Deutsche Bank chief warns of deeper cuts after quarterly revenue drop

FRANKFURT (Reuters) - Deutsche Bank DBKGn.DE warned it may need deeper cost cuts to turn itself around, after revenue fell sharply in the second quarter due to challenging markets and low interest rates.

“If the current weak economic environment persists, we will need to be yet more ambitious in the timing and intensity of our restructuring,” Chief Executive John Cryan said on Wednesday. “We will not deviate from tough decisions just to flatter earnings in the short term.”

Cryan, who took the helm a year ago, has launched a deep overhaul of the bank, slashing jobs, revamping information technology and shrinking non-core assets.

But in contrast to some European peers, Deutsche is sticking with its strategic focus on investment banking, where its global reach has earned it the International Monetary Fund’s label of being the riskiest of all banks.

Deutsche’s cash-cow bond trading business slid by a fifth in the second quarter, contrasting with the performance of some U.S. heavyweights who benefited from a more robust home market. Deutsche said it expected revenue to pick up in the second half.

### DATA PROVIDED
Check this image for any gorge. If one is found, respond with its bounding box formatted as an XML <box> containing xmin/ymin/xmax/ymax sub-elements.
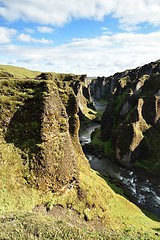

### WHAT IS REQUIRED
Please continue the article on Deutsche Bank's quarterly revenue drop, starting after its last sentence. The data comes from a separate source and has no connection to the Deutsche Bank article.

### REPLY
Shares in Germany's largest lender fell 4.5 percent by 1050 GMT, making them the biggest decliner in Germany's DAX index .GDAXI of blue chip companies.

Cryan said Deutsche was making progress on restructuring but investors and analysts said they had expected greater focus on cost cutting given falling revenue in several business areas.

“On cost cuts, Cryan only paid lip service today; he made no concrete announcements,” a top-ten investor said.

JP Morgan analysts wrote in a note: “We are disappointed that Deutsche Bank is not adjusting its cost target ... considering the lower revenue environment.”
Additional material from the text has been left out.